◆ Set exercise ◆
Reproduce every record below exactly as it appears.

◆ Given data ◆
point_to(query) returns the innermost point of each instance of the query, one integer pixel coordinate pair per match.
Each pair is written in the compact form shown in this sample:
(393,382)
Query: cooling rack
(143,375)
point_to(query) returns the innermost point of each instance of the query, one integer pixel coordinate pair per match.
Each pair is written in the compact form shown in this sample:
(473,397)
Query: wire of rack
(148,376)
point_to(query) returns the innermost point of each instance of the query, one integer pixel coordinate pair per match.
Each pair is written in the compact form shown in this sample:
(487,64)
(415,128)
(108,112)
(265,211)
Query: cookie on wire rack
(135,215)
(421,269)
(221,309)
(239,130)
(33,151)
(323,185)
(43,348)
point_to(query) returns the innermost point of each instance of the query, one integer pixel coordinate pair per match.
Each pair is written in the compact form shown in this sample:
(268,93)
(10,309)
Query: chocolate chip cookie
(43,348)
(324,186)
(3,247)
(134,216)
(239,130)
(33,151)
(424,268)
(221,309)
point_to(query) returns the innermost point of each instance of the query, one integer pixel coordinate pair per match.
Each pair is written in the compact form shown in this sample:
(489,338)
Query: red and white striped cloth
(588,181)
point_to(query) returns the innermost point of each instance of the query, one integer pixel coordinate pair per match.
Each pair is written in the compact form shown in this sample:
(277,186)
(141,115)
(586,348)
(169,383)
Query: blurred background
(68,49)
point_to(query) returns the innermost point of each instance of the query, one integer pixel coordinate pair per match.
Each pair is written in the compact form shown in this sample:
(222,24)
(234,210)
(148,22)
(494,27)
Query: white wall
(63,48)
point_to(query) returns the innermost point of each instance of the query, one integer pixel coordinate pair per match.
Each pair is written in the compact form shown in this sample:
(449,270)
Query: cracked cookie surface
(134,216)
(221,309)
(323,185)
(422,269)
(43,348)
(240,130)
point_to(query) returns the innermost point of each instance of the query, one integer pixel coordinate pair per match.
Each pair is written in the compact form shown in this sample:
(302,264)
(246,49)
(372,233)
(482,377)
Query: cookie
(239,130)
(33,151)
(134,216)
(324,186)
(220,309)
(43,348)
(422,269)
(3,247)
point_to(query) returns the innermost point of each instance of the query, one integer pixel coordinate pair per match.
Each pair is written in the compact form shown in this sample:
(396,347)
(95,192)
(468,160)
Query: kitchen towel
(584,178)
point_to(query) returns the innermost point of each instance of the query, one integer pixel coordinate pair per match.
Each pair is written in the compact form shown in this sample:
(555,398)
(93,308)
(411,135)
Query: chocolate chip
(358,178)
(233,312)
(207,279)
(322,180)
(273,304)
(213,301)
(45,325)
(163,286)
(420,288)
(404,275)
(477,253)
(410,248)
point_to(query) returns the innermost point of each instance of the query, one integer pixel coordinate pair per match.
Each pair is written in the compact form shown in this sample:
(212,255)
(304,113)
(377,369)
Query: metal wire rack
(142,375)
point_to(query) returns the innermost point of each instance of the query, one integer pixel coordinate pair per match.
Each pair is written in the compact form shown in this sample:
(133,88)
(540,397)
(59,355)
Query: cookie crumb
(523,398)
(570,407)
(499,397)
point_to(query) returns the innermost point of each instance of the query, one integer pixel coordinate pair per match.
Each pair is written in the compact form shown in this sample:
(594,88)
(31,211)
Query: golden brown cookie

◆ Output for this task ◆
point_to(query) returns the innermost point of each instance of the query, one integer pixel coordinate pair per match.
Each pair is written in the compact form shown in this sample:
(393,382)
Query: cooling rack
(143,375)
point_to(query) returns the innermost point of each instance of the query, one integer pixel coordinate pair per match.
Each pair is written in the compact form shown in this sample:
(473,397)
Query: wire of rack
(148,376)
point_to(query) returns the innermost point of each instance of the query, one integer pixel coordinate pair per match.
Each pair is written in the compact form shown in this sample:
(487,64)
(415,128)
(108,112)
(265,211)
Query: cookie on wire rack
(135,215)
(421,269)
(221,309)
(239,130)
(33,151)
(323,185)
(43,348)
point_to(query) returns the innermost point of each instance of the query, one integer pixel coordinate pair per match.
Each pair is written in the compact form shown in this sample:
(268,93)
(10,309)
Query: chocolate chip cookie
(43,348)
(324,186)
(3,247)
(134,216)
(239,130)
(33,151)
(424,268)
(221,309)
point_to(query) returns the innermost point of each instance of the query, one integer pixel coordinate pair per match.
Each pair is written in the compact form shown in this sample:
(489,338)
Query: red and white striped cloth
(588,181)
point_to(query) returns the innermost point of each instance of the query, one integer pixel coordinate pair per match.
Each pair is written in the compact form shown in this sample:
(277,186)
(141,115)
(586,348)
(169,383)
Query: blurred background
(68,49)
point_to(query) returns the innermost point of each instance of the query, one integer pixel coordinate pair per match.
Each pair is written in the compact form shown in this sample:
(222,24)
(234,210)
(148,22)
(494,27)
Query: white wall
(63,48)
point_to(query) returns the innermost point of each instance of the query, one integer pixel coordinate pair per match.
Each pair is written in the compact form shown in this sample:
(449,270)
Query: cracked cookie surface
(134,216)
(221,309)
(323,185)
(422,269)
(43,348)
(240,130)
point_to(query) returns the innermost point of each instance of the query, one integer pixel coordinate pair per match.
Each pair is written in the compact form shown in this sample:
(302,264)
(246,49)
(372,233)
(482,377)
Query: cookie
(239,130)
(33,151)
(134,216)
(324,186)
(220,309)
(43,348)
(422,269)
(3,247)
point_to(query) returns the innermost point of each instance of the query, one integer pixel coordinate pair per match.
Each pair is written in the compact form shown in this sample:
(396,347)
(95,192)
(468,160)
Query: kitchen towel
(584,178)
point_to(query) returns the innermost point of each instance of the query, one integer pixel coordinate pair per match.
Each pair is written in the compact form shown in this sample:
(555,398)
(93,308)
(411,135)
Query: chocolate chip
(358,178)
(233,312)
(207,279)
(322,180)
(273,304)
(213,301)
(45,325)
(163,286)
(420,288)
(404,275)
(477,253)
(410,248)
point_to(query) returns the innermost point of each instance of the query, one integer pixel coordinate pair per match.
Each pair is written in the compact form shown in this sample:
(212,255)
(304,113)
(377,369)
Query: metal wire rack
(142,375)
point_to(query) returns the innermost point of each instance of the query, one integer pixel coordinate pair per match.
Each pair is written in the compact form shown in this sample:
(133,88)
(540,397)
(59,355)
Query: cookie crumb
(523,398)
(570,407)
(499,397)
point_to(query) returns the innermost point of each instance of the query, one integer pixel coordinate pair per match.
Each pair is written in the compact form shown in this sample:
(594,88)
(31,211)
Query: golden brown cookie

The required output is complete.